(SET TASK) Lay out every line of the entries below as a numbered list, omitting blank lines and leaving the pictures out of your answer.

==============================

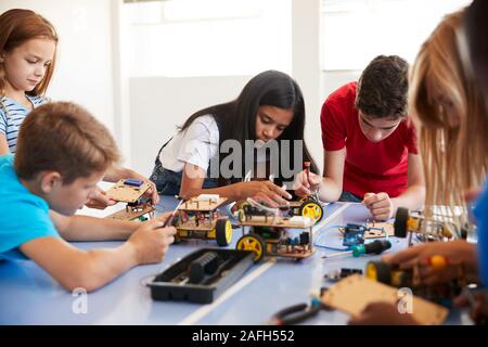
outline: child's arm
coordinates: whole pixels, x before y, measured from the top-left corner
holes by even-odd
[[[111,249],[81,250],[56,237],[35,239],[20,248],[66,290],[91,292],[137,265],[162,261],[176,230],[160,227],[159,220],[140,224],[126,243]]]
[[[298,174],[295,180],[295,193],[298,196],[308,196],[311,191],[319,189],[319,197],[323,202],[336,202],[343,192],[344,163],[346,149],[325,151],[323,160],[323,177],[305,171]],[[307,178],[307,176],[309,178]]]
[[[397,207],[420,209],[425,201],[425,179],[422,157],[409,154],[409,187],[399,196],[391,198],[395,211]]]
[[[103,180],[106,182],[118,182],[119,180],[126,179],[126,178],[134,178],[134,179],[150,183],[151,188],[147,190],[147,192],[144,195],[147,197],[151,197],[154,204],[157,204],[159,202],[159,195],[157,194],[156,185],[151,180],[146,179],[144,176],[136,172],[134,170],[131,170],[131,169],[128,169],[125,167],[120,167],[120,166],[114,164],[106,170]],[[97,206],[97,205],[102,205],[102,206],[104,204],[106,204],[106,206],[112,205],[108,203],[110,200],[106,197],[104,198],[102,195],[99,194],[100,198],[99,200],[93,198],[93,201],[89,202],[87,204],[87,206],[100,208],[100,206]]]
[[[50,217],[60,235],[67,241],[127,240],[140,224],[130,221],[89,216],[63,216],[53,210]]]
[[[280,206],[288,204],[285,198],[292,198],[285,189],[271,181],[239,182],[226,187],[203,189],[206,172],[196,165],[185,164],[181,180],[180,196],[184,200],[200,194],[219,194],[226,196],[229,202],[236,202],[256,195],[265,195]]]
[[[0,133],[0,156],[10,154],[9,143],[4,134]]]
[[[398,207],[419,209],[425,200],[425,181],[422,159],[418,154],[409,154],[409,187],[397,197],[389,197],[387,193],[367,193],[363,204],[377,220],[391,218]]]

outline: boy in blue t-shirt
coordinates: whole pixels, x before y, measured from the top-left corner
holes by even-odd
[[[0,157],[0,259],[30,258],[67,290],[88,292],[134,266],[162,261],[176,232],[163,220],[73,216],[118,156],[106,128],[80,106],[33,111],[15,157]],[[88,252],[65,241],[126,239],[117,248]]]

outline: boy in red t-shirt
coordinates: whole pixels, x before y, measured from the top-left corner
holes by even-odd
[[[362,202],[378,220],[398,206],[420,208],[425,197],[415,128],[407,116],[408,63],[377,56],[358,82],[322,106],[323,178],[300,175],[297,195],[319,189],[326,202]]]

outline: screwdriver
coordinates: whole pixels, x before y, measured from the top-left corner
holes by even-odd
[[[178,195],[176,197],[178,198]],[[163,228],[170,227],[172,224],[172,220],[174,220],[175,216],[177,215],[178,208],[180,208],[182,203],[183,203],[183,200],[180,200],[180,203],[177,205],[177,207],[175,207],[171,215],[169,215],[169,217],[166,219],[165,223],[163,224]]]
[[[339,252],[331,255],[325,255],[322,257],[322,259],[344,255],[352,255],[352,257],[360,257],[363,254],[381,254],[389,248],[391,248],[391,243],[388,240],[375,240],[364,245],[352,246],[348,252]]]

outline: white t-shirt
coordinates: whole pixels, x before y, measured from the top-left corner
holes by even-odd
[[[165,169],[175,172],[182,171],[185,163],[206,171],[218,150],[219,128],[211,115],[205,115],[178,132],[160,152],[159,160]]]
[[[165,169],[181,172],[187,163],[207,171],[210,159],[219,154],[219,128],[211,115],[196,118],[185,130],[178,132],[163,149],[159,160]],[[256,171],[252,177],[266,178],[266,153],[257,151]]]

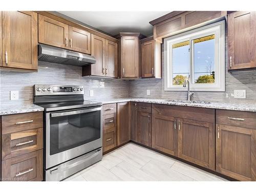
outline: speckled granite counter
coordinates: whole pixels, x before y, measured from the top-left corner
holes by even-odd
[[[0,108],[0,115],[42,111],[45,109],[36,104],[10,105]]]
[[[116,102],[136,101],[149,102],[152,103],[169,104],[173,105],[180,105],[187,106],[195,106],[197,108],[211,108],[217,109],[224,109],[228,110],[243,111],[256,112],[256,104],[237,104],[221,102],[212,102],[204,101],[192,101],[186,102],[184,101],[168,100],[165,99],[150,99],[142,98],[117,98],[97,100],[103,104],[113,103]]]

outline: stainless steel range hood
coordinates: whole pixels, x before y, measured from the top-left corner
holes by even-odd
[[[96,62],[92,56],[44,44],[38,45],[38,60],[76,66]]]

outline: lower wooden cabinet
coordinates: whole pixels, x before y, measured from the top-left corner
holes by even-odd
[[[117,103],[117,145],[131,140],[130,102]]]
[[[178,156],[178,129],[174,117],[152,115],[152,147]]]
[[[151,146],[151,114],[139,112],[138,141],[139,143]]]
[[[256,130],[216,125],[216,170],[240,181],[256,181]]]
[[[3,161],[3,181],[42,181],[43,150]]]
[[[178,157],[215,170],[215,124],[189,119],[177,119]]]

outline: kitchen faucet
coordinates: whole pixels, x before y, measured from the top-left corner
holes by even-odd
[[[191,96],[194,94],[194,93],[190,93],[190,85],[189,85],[189,81],[188,79],[186,79],[183,82],[183,88],[185,88],[186,87],[187,82],[187,101],[190,101],[191,100]]]

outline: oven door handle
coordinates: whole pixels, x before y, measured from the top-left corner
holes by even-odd
[[[90,113],[96,111],[100,111],[101,110],[101,108],[97,108],[89,109],[87,110],[69,111],[67,112],[51,113],[51,116],[52,117],[65,116],[67,115],[72,115],[76,114],[80,114],[81,113]]]

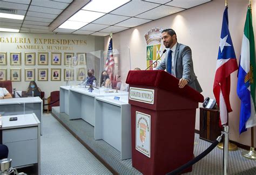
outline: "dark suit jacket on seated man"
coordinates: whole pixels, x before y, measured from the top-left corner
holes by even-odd
[[[194,72],[192,53],[190,48],[177,43],[175,31],[166,29],[161,33],[161,38],[165,47],[169,48],[165,58],[157,66],[157,70],[165,70],[179,79],[179,87],[186,85],[201,93],[203,90]]]

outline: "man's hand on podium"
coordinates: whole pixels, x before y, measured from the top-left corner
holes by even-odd
[[[179,87],[180,88],[183,88],[185,86],[187,85],[188,83],[188,80],[184,78],[181,78],[179,80],[179,82],[178,84]]]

==============================

(FULL SOLUTION)
1. outline: child's arm
2. coordinates: whole pixels, x before y, measured from the top-left corner
3. holes by even-odd
4. [[[111,249],[81,250],[56,237],[35,239],[20,248],[66,290],[91,292],[137,265],[162,261],[176,230],[160,227],[159,220],[140,224],[126,243]]]
5. [[[298,174],[295,180],[295,193],[298,196],[308,196],[311,191],[319,189],[319,197],[323,202],[336,202],[343,192],[344,163],[346,149],[325,151],[323,160],[323,177],[305,171]],[[307,178],[307,176],[309,178]]]
6. [[[397,207],[420,209],[425,201],[425,179],[422,157],[409,154],[409,187],[399,196],[391,198],[395,211]]]
7. [[[103,180],[106,182],[118,182],[119,180],[126,179],[126,178],[134,178],[134,179],[150,183],[151,188],[147,190],[147,192],[144,195],[147,197],[151,197],[154,204],[157,204],[159,202],[159,195],[157,194],[156,185],[151,180],[146,179],[144,176],[136,172],[134,170],[131,170],[131,169],[128,169],[125,167],[120,167],[120,166],[114,164],[106,170]],[[97,206],[97,205],[102,205],[102,206],[104,204],[106,204],[106,206],[112,205],[108,203],[110,200],[106,197],[104,198],[102,195],[99,194],[100,198],[99,200],[93,198],[93,201],[89,202],[87,204],[87,206],[100,208],[100,206]]]
8. [[[50,217],[60,235],[67,241],[127,240],[140,224],[130,221],[89,216],[63,216],[53,210]]]
9. [[[280,206],[288,204],[285,198],[292,198],[285,189],[271,181],[239,182],[226,187],[203,189],[206,172],[196,165],[185,164],[181,180],[180,196],[184,200],[200,194],[219,194],[226,196],[229,202],[236,202],[256,195],[265,195]]]
10. [[[0,133],[0,156],[10,154],[9,143],[4,134]]]
11. [[[398,207],[419,209],[425,200],[425,181],[422,159],[418,154],[409,154],[409,187],[397,197],[389,197],[387,193],[367,193],[363,204],[377,220],[391,218]]]
12. outline: boy in blue t-shirt
13. coordinates: whole pixels, x before y, measured from the top-left corner
14. holes by even-odd
15. [[[0,157],[0,259],[30,258],[67,290],[88,292],[134,266],[162,261],[176,232],[163,220],[73,216],[118,156],[106,128],[80,106],[33,111],[15,157]],[[88,252],[65,241],[126,239],[117,248]]]
16. outline: boy in red t-shirt
17. coordinates: whole pixels, x before y, measured from the top-left corner
18. holes by even-odd
19. [[[362,202],[378,220],[398,206],[420,208],[425,197],[415,128],[407,116],[408,63],[377,56],[358,82],[322,106],[323,178],[300,175],[297,195],[319,189],[326,202]]]
20. outline: screwdriver
21. coordinates: whole pixels, x before y, measured from the top-left corner
22. holes by even-odd
23. [[[178,195],[176,197],[178,198]],[[163,228],[170,227],[172,224],[172,220],[174,220],[175,216],[177,215],[178,208],[180,208],[182,203],[183,203],[183,200],[180,200],[180,203],[177,205],[177,207],[175,207],[171,215],[169,215],[169,217],[166,219],[165,223],[163,224]]]
24. [[[339,252],[331,255],[325,255],[322,257],[322,259],[344,255],[352,255],[352,257],[360,257],[363,254],[381,254],[389,248],[391,248],[391,243],[388,240],[375,240],[364,245],[352,246],[348,252]]]
25. outline: white t-shirt
26. coordinates: whole pixels, x before y, measured from the top-left corner
27. holes by even-odd
28. [[[165,169],[175,172],[182,171],[185,163],[206,171],[218,150],[219,128],[211,115],[205,115],[178,132],[160,152],[159,160]]]
29. [[[165,169],[181,172],[187,163],[207,171],[210,159],[219,154],[219,128],[211,115],[196,118],[185,130],[178,132],[163,149],[159,160]],[[256,171],[252,177],[266,178],[266,153],[257,151]]]
30. outline: speckled granite counter
31. coordinates: whole pixels, x before y, measured from the top-left corner
32. holes by even-odd
33. [[[0,108],[0,115],[42,111],[45,109],[36,104],[10,105]]]
34. [[[116,102],[136,101],[149,102],[152,103],[169,104],[173,105],[180,105],[187,106],[195,106],[197,108],[211,108],[217,109],[224,109],[228,110],[243,111],[256,112],[256,104],[237,104],[221,102],[212,102],[204,101],[192,101],[186,102],[184,101],[168,100],[165,99],[150,99],[142,98],[117,98],[97,100],[103,104],[113,103]]]
35. outline: stainless steel range hood
36. coordinates: whole pixels, x before y, measured from the top-left corner
37. holes by even-odd
38. [[[96,62],[92,56],[44,44],[38,45],[38,60],[76,66]]]
39. outline: lower wooden cabinet
40. coordinates: whole pixels, x before y, measured from the top-left corner
41. holes by even-odd
42. [[[117,103],[117,145],[131,140],[130,102]]]
43. [[[178,156],[178,129],[174,117],[152,115],[152,147]]]
44. [[[151,146],[151,114],[139,112],[138,141],[139,143]]]
45. [[[256,130],[216,125],[216,170],[240,181],[256,181]]]
46. [[[3,161],[3,181],[42,181],[43,150]]]
47. [[[178,157],[215,170],[215,124],[189,119],[177,119]]]
48. outline: kitchen faucet
49. coordinates: whole pixels, x before y, measured from the top-left corner
50. holes by even-odd
51. [[[191,96],[194,94],[194,93],[190,93],[190,85],[189,85],[189,81],[188,79],[186,79],[183,82],[183,88],[185,88],[186,87],[187,82],[187,101],[190,101],[191,100]]]
52. outline: oven door handle
53. coordinates: whole pixels, x before y, measured from the top-left corner
54. holes by even-odd
55. [[[90,113],[96,111],[100,111],[101,110],[101,108],[97,108],[89,109],[87,110],[69,111],[67,112],[51,113],[51,116],[52,117],[65,116],[67,115],[72,115],[76,114],[80,114],[81,113]]]
56. outline: "dark suit jacket on seated man"
57. coordinates: whole pixels, x before y, measured from the top-left corner
58. holes by even-odd
59. [[[194,72],[192,53],[190,48],[177,43],[175,31],[166,29],[161,33],[161,38],[165,47],[169,48],[165,58],[157,66],[157,70],[165,70],[179,79],[179,87],[186,85],[201,93],[203,90]]]
60. outline: "man's hand on podium"
61. coordinates: whole pixels, x before y, measured from the top-left corner
62. holes by even-odd
63. [[[179,87],[180,88],[183,88],[185,86],[187,85],[188,83],[188,80],[184,78],[181,78],[179,80],[179,82],[178,84]]]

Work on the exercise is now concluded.